>>>>>
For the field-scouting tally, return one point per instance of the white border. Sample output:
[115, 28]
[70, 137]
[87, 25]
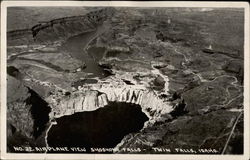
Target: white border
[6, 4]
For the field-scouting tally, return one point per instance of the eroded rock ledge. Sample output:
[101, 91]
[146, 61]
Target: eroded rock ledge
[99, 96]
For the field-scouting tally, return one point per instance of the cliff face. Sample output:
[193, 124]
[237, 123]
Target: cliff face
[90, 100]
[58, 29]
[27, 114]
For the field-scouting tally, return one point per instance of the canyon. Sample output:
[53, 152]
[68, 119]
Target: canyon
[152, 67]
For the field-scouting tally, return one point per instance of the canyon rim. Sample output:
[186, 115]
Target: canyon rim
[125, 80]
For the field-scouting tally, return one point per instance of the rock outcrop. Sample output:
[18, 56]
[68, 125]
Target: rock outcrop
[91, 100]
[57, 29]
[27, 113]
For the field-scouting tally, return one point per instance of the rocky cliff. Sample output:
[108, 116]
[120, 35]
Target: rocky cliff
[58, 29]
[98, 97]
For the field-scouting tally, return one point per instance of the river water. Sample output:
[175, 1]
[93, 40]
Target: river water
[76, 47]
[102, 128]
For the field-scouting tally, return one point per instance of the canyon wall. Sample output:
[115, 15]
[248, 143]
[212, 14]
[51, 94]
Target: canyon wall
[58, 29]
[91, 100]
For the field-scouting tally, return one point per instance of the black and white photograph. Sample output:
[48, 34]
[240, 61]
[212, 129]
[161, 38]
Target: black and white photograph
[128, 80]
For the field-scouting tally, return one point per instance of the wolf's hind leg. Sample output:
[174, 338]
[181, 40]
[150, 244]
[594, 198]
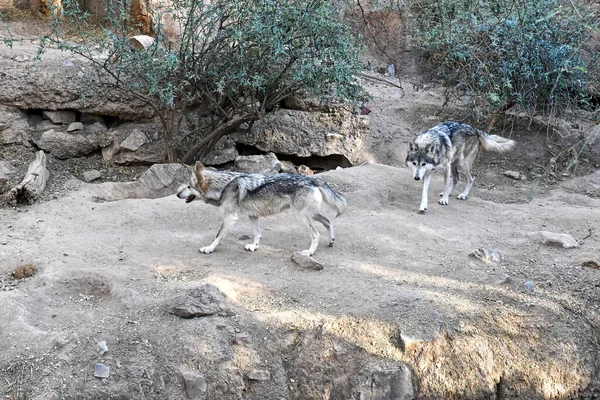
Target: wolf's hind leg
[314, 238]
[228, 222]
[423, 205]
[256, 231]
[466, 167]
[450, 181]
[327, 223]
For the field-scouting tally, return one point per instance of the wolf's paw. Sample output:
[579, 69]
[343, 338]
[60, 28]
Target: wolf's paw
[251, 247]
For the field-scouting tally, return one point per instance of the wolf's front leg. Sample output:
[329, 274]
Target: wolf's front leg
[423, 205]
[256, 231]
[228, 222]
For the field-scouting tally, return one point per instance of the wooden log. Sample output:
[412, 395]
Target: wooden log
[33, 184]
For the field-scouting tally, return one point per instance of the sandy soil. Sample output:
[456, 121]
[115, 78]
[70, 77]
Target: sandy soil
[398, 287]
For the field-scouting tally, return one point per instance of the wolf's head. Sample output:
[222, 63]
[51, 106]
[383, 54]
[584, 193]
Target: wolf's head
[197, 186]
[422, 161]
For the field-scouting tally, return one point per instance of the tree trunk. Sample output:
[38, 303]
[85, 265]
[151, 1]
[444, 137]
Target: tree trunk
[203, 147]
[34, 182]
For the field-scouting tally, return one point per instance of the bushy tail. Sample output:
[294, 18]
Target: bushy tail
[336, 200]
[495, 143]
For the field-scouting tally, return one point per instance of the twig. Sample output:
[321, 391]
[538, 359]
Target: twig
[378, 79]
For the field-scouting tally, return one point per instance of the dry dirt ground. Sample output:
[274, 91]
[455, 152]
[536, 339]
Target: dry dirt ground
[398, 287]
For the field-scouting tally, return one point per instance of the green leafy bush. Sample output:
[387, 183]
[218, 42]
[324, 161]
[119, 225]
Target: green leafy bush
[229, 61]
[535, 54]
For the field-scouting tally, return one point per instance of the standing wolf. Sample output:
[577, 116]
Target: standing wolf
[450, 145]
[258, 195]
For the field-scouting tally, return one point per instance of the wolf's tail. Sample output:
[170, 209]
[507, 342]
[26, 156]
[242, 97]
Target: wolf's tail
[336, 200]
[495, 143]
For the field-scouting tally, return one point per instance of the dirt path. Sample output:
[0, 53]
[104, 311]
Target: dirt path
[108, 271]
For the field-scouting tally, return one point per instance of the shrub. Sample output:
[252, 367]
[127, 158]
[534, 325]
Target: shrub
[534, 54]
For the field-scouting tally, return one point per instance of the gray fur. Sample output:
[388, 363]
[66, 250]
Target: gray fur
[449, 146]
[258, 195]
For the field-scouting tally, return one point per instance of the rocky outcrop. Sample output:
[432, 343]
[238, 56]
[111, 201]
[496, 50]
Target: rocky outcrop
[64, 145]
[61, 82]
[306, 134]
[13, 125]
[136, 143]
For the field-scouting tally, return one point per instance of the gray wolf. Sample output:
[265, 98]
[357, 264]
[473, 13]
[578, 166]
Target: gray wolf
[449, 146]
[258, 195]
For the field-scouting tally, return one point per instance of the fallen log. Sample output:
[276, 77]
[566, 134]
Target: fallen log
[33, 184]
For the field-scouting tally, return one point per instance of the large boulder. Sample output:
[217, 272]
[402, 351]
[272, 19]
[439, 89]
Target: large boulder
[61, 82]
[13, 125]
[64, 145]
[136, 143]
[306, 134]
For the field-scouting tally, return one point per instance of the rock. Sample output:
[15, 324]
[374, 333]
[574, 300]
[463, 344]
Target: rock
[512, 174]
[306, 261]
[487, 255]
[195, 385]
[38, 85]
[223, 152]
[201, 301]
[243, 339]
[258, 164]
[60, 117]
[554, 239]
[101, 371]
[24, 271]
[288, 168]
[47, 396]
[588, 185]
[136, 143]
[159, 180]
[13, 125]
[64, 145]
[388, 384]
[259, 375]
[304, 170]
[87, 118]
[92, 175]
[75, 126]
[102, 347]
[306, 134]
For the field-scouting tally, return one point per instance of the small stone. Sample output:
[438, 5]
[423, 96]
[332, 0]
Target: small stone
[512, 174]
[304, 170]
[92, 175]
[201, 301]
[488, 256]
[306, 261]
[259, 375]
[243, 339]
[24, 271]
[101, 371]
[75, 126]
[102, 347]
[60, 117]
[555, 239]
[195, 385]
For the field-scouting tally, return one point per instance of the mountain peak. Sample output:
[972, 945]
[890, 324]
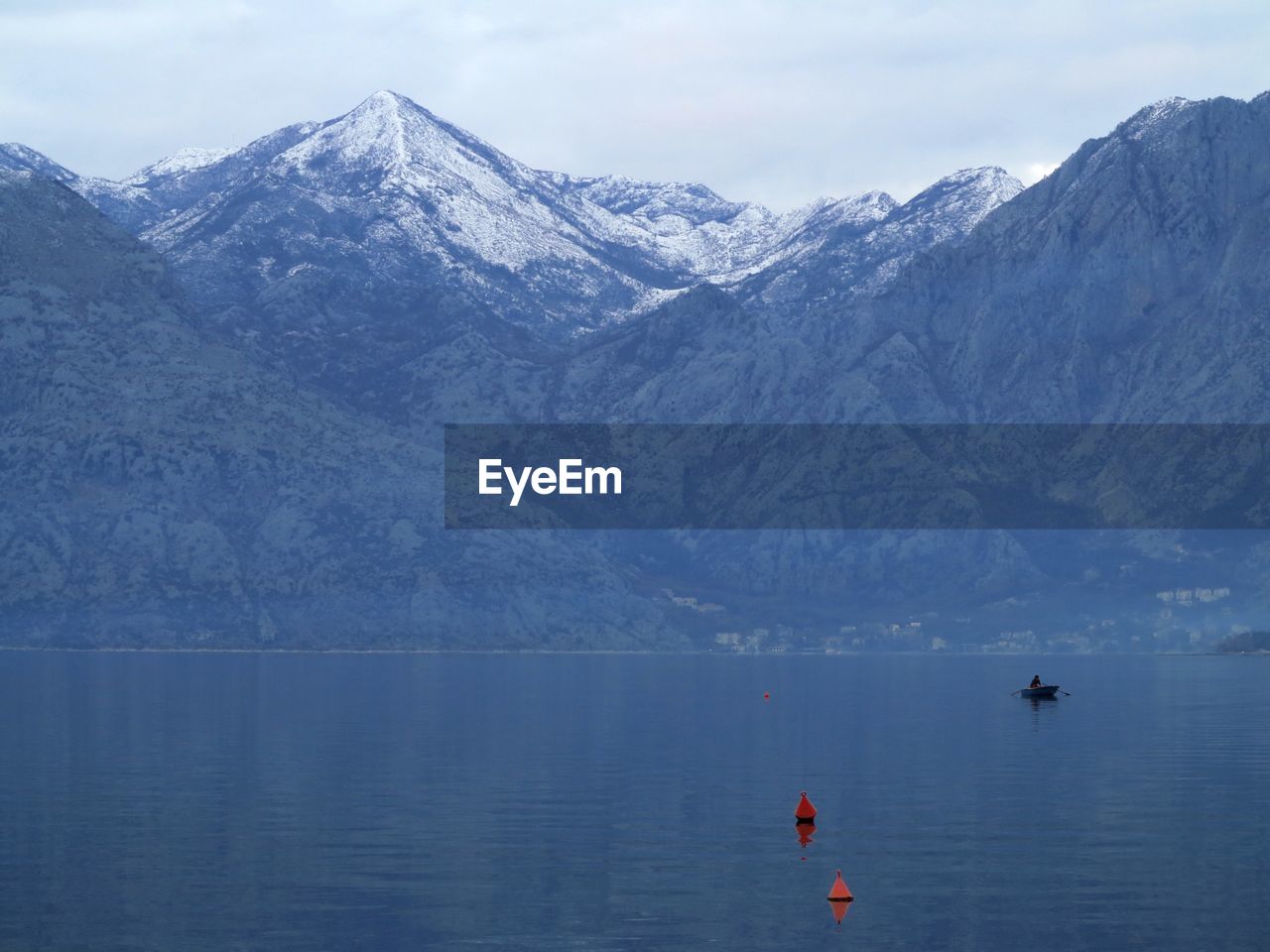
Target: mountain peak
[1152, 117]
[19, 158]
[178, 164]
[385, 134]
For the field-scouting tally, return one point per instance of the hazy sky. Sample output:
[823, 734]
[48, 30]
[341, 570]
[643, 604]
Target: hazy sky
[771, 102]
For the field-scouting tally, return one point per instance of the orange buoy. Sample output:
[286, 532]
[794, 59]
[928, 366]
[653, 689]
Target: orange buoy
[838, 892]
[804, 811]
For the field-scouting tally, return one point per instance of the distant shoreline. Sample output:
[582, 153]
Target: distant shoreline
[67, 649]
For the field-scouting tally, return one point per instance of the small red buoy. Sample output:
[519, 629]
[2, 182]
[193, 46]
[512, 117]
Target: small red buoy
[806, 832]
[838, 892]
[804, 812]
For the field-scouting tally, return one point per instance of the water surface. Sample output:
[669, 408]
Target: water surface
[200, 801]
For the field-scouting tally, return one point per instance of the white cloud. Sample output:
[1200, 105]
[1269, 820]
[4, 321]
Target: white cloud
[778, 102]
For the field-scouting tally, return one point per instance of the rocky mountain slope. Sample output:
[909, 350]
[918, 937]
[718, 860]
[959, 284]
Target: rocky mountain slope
<<<<<
>>>>>
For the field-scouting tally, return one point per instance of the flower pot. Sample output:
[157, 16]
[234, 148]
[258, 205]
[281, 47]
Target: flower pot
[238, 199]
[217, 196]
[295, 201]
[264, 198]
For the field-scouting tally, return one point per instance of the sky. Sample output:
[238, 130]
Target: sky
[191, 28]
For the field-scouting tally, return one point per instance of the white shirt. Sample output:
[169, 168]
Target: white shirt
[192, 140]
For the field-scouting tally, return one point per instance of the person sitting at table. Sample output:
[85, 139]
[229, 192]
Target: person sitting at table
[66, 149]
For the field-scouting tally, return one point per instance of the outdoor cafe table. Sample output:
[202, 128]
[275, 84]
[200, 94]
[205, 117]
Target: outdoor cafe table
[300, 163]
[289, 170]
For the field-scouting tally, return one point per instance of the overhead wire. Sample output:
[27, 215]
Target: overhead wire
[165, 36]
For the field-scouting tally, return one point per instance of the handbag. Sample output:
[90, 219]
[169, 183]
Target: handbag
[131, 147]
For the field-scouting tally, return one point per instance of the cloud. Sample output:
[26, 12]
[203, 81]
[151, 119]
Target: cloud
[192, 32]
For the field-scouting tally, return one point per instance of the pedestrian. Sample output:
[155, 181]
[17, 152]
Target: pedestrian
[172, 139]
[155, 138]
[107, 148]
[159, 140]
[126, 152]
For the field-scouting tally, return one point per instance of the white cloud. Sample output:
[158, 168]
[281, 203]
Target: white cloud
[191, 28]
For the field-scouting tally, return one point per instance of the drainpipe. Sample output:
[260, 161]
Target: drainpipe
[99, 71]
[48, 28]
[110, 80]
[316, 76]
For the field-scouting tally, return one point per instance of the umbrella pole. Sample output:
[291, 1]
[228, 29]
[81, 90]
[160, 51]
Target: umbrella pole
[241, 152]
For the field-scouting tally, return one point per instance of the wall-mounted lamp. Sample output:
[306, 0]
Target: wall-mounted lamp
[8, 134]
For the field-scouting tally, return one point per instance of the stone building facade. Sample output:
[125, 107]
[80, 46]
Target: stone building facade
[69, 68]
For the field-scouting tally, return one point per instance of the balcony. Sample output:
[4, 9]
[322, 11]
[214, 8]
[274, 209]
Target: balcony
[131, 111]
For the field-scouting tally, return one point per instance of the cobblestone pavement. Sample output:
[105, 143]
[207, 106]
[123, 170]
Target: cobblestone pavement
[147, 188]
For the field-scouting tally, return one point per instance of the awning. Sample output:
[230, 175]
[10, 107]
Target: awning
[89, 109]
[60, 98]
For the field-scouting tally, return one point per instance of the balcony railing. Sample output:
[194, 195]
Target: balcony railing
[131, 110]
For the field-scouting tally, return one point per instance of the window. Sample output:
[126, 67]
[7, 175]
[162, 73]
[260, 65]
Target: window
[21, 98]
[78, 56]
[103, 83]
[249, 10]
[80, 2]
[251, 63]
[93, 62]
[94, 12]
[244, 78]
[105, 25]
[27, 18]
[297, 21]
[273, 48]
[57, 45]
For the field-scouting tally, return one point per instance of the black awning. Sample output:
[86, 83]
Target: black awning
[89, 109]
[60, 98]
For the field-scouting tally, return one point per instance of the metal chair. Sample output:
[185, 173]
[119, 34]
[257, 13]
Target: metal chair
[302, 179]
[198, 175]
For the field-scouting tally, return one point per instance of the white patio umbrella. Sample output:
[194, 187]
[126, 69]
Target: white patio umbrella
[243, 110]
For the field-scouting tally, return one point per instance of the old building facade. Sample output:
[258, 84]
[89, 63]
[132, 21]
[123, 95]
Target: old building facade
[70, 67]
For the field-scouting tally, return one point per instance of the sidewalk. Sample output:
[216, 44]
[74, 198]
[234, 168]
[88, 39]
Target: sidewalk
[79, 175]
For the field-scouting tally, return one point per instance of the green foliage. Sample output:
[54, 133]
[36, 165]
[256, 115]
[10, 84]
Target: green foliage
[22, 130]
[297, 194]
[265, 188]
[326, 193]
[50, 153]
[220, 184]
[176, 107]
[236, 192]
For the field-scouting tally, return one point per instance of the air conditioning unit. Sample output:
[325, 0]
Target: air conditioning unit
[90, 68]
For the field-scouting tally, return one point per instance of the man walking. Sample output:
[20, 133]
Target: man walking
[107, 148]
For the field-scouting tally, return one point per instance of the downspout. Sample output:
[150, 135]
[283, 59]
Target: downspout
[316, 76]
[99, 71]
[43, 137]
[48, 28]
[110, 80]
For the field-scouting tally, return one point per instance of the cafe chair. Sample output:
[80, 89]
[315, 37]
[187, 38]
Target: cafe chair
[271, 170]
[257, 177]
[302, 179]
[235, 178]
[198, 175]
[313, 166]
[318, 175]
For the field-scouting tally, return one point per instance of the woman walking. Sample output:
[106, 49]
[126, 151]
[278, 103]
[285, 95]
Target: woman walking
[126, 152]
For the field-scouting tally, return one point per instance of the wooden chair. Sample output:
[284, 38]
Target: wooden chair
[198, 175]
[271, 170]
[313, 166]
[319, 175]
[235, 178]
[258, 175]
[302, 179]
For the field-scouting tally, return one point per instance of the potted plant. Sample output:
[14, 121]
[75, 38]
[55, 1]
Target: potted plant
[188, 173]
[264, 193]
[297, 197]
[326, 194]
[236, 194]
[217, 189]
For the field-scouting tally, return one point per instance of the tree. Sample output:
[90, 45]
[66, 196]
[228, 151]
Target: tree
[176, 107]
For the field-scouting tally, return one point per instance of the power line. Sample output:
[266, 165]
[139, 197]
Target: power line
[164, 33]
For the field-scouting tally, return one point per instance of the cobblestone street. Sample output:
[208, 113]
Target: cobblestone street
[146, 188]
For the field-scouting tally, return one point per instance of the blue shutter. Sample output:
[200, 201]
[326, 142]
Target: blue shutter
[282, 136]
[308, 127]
<<<<<
== WHAT IS REQUIRED ==
In the records above, find every line with the word "slope" and copy it.

== ANSWER FOR THE TASK ==
For the field-scouting tally, return one point per instance of the rocky mountain slope. Sample output:
Target: rocky mountain slope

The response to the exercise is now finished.